Start of Working data

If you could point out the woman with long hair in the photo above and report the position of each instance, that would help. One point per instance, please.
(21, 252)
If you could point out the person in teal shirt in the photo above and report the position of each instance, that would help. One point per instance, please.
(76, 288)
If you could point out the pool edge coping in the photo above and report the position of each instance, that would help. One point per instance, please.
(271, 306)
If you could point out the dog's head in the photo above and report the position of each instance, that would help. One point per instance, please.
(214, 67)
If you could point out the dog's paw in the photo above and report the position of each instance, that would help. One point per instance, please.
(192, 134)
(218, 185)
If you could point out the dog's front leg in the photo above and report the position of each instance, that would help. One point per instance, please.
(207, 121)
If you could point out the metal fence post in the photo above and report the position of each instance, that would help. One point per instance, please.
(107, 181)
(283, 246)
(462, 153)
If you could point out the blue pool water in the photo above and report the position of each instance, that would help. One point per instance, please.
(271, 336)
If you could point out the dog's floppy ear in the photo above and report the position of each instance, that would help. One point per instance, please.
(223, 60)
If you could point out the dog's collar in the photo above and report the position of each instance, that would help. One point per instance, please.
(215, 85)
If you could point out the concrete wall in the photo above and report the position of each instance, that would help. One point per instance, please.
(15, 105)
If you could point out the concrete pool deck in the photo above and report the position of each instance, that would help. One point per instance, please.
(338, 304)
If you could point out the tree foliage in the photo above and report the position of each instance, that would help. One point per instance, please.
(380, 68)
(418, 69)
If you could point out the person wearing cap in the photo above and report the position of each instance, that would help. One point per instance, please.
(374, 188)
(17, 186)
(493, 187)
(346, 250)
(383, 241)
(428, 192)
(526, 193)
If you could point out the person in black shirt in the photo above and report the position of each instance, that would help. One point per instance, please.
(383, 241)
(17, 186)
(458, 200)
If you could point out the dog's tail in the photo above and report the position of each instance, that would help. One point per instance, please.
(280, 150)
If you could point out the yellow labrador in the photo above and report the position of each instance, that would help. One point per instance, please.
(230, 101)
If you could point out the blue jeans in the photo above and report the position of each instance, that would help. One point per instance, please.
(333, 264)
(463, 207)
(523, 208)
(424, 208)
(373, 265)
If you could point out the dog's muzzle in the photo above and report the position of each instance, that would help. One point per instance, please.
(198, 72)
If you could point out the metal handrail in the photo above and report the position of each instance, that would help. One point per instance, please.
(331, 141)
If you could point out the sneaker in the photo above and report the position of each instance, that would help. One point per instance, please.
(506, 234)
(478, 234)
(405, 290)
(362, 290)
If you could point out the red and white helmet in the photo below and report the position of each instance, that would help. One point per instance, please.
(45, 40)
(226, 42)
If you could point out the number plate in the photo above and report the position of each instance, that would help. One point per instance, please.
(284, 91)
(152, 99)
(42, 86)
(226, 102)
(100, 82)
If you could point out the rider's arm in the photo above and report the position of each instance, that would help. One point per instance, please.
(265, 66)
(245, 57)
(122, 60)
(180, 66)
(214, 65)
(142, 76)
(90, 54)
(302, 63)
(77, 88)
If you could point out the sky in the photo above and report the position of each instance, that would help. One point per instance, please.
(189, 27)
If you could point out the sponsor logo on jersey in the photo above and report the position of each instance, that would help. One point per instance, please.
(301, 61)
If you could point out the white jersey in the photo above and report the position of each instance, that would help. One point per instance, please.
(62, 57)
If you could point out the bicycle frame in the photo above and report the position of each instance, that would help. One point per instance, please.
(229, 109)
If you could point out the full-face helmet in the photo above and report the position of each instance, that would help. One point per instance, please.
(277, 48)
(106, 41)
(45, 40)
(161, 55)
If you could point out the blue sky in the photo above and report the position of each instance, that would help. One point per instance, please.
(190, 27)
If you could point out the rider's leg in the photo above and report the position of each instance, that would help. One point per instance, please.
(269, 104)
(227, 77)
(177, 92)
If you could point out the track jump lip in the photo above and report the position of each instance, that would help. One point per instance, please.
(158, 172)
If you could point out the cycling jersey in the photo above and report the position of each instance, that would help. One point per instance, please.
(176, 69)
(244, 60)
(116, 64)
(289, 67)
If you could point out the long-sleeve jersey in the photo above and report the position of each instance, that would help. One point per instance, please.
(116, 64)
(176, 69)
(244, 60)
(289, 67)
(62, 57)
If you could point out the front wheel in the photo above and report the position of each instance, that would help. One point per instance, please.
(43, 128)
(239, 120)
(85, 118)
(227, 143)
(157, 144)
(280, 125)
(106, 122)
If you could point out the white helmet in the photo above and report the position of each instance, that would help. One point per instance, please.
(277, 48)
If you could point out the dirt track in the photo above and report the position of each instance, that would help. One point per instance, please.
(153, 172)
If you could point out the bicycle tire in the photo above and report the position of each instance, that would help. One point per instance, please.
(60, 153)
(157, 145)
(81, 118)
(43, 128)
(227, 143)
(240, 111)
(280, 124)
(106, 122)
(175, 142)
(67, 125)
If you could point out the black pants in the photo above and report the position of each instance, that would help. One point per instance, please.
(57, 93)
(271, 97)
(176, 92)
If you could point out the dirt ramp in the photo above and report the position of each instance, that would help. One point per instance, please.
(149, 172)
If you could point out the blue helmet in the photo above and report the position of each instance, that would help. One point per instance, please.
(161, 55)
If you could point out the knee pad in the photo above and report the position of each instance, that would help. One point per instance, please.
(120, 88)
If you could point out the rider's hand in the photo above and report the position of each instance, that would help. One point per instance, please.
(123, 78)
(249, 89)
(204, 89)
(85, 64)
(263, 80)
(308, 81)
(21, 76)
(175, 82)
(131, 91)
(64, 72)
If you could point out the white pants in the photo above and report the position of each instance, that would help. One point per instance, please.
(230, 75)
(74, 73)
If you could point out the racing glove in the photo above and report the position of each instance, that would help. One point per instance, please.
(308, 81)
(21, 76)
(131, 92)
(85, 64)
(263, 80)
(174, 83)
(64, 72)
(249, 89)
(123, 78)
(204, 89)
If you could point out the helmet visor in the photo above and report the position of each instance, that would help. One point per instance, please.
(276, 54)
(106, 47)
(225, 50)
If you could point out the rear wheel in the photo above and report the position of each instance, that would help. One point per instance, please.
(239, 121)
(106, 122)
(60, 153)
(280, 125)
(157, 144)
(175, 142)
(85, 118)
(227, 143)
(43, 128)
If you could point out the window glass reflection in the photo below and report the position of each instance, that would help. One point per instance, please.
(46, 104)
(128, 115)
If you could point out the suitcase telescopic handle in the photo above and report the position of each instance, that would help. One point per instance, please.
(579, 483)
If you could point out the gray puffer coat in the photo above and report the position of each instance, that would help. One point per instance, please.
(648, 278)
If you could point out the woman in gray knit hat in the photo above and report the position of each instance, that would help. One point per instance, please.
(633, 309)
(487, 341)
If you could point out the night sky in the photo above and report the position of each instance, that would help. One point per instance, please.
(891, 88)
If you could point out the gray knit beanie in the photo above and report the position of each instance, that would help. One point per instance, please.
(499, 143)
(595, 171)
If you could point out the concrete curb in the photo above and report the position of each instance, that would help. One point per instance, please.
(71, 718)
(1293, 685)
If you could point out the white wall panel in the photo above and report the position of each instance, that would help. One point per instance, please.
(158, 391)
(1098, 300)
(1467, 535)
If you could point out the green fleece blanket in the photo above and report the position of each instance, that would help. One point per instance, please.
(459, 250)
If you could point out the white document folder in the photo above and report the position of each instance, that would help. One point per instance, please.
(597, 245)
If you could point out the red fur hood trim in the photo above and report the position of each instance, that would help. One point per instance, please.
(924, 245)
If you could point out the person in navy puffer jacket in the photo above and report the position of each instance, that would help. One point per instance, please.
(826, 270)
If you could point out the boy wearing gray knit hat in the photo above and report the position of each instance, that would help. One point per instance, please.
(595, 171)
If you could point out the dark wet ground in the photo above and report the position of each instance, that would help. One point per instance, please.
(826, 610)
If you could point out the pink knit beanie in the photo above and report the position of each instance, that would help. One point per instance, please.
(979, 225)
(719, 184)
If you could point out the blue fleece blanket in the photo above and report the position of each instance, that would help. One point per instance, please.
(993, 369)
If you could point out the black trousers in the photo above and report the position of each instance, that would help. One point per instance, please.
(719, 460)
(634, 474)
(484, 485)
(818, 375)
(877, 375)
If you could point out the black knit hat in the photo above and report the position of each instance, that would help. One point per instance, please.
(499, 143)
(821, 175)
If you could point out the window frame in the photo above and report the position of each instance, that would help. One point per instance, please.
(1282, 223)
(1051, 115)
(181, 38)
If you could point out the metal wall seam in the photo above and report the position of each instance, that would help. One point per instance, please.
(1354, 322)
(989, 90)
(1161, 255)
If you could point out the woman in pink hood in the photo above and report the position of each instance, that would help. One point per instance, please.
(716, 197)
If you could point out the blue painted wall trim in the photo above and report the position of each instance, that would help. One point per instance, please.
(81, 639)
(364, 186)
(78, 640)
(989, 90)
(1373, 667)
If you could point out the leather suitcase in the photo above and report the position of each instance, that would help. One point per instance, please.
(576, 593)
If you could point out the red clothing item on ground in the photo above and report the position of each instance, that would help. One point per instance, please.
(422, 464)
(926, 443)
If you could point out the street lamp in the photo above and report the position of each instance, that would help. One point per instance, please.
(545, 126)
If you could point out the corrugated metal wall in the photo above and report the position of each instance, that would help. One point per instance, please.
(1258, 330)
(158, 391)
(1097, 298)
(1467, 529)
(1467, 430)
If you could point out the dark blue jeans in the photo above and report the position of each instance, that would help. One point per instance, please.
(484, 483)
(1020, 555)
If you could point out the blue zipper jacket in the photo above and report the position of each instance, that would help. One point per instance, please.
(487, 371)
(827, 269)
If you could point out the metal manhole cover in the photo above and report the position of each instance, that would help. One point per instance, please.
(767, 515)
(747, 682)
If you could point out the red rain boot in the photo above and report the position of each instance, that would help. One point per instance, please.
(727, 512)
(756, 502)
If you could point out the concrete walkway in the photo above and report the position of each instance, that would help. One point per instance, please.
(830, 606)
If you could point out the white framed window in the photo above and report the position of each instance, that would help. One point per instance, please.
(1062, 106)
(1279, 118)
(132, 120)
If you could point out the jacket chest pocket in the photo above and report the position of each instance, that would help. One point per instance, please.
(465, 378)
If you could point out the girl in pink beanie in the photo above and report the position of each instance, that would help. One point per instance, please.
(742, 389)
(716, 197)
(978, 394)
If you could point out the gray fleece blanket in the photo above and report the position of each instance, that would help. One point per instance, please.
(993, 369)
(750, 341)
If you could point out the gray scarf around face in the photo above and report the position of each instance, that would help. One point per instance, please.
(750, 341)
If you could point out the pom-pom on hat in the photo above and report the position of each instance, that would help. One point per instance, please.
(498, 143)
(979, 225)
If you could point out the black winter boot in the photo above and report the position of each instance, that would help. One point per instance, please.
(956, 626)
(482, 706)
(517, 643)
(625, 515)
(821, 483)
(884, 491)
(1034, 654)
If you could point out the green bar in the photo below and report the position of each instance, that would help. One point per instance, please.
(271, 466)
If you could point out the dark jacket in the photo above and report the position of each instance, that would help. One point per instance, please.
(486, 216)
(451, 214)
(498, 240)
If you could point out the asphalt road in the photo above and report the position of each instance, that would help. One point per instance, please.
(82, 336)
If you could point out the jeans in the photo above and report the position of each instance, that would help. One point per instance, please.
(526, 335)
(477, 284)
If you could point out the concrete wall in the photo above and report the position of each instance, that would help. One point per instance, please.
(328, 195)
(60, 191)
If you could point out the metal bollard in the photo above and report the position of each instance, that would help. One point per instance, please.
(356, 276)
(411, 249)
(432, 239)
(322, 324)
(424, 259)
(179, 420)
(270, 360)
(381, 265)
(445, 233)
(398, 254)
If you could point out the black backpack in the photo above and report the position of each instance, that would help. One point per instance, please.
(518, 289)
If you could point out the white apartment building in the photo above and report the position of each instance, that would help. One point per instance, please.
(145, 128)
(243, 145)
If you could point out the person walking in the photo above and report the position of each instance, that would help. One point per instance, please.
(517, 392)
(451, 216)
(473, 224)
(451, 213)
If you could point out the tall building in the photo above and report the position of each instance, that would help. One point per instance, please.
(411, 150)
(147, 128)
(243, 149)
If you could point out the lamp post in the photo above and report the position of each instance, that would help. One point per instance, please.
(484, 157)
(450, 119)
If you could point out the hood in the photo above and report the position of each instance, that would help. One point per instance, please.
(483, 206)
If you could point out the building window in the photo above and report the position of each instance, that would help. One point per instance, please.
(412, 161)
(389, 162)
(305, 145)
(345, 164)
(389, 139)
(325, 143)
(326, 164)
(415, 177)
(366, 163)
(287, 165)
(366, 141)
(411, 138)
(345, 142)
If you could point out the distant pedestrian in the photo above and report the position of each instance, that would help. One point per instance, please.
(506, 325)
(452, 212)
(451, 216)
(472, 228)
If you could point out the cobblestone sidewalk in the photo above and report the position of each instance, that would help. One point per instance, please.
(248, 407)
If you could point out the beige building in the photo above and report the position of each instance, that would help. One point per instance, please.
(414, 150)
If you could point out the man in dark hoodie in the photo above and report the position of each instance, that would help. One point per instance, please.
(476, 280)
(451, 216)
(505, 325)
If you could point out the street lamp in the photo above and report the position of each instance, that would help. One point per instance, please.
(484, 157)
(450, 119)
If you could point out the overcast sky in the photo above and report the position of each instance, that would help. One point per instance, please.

End of Working data

Could you put everything in the data above, from the line containing "If you could point out the black trousers" down through the line containing "(1373, 667)", into a numbered list, leaving out any blank lines?

**Expected output**
1. If you could point out the black trousers in the photo above and report the position of each instance, that would help. One point per instance, please.
2. (719, 460)
3. (634, 474)
4. (484, 485)
5. (818, 375)
6. (877, 375)
7. If you could point out the black knit hat in the photo above and report the position of each instance, that would help. One point per instance, please.
8. (499, 143)
9. (821, 175)
10. If you could point out the window frame in the photo above and report the position of each instance, that would help. One point per instance, please.
11. (1282, 223)
12. (1051, 115)
13. (181, 38)
14. If you could point out the metal wall seam in the photo above and report the position of each instance, that would help. One point per instance, please.
15. (1354, 322)
16. (989, 90)
17. (1161, 255)
18. If you could point out the woman in pink hood in the photo above and report the position of each instance, that would help. One point per instance, please.
19. (716, 197)
20. If you could point out the blue painted wall trim in the photo above and report the position of each instance, that would help. One point per instance, please.
21. (81, 639)
22. (364, 186)
23. (78, 640)
24. (989, 90)
25. (1373, 667)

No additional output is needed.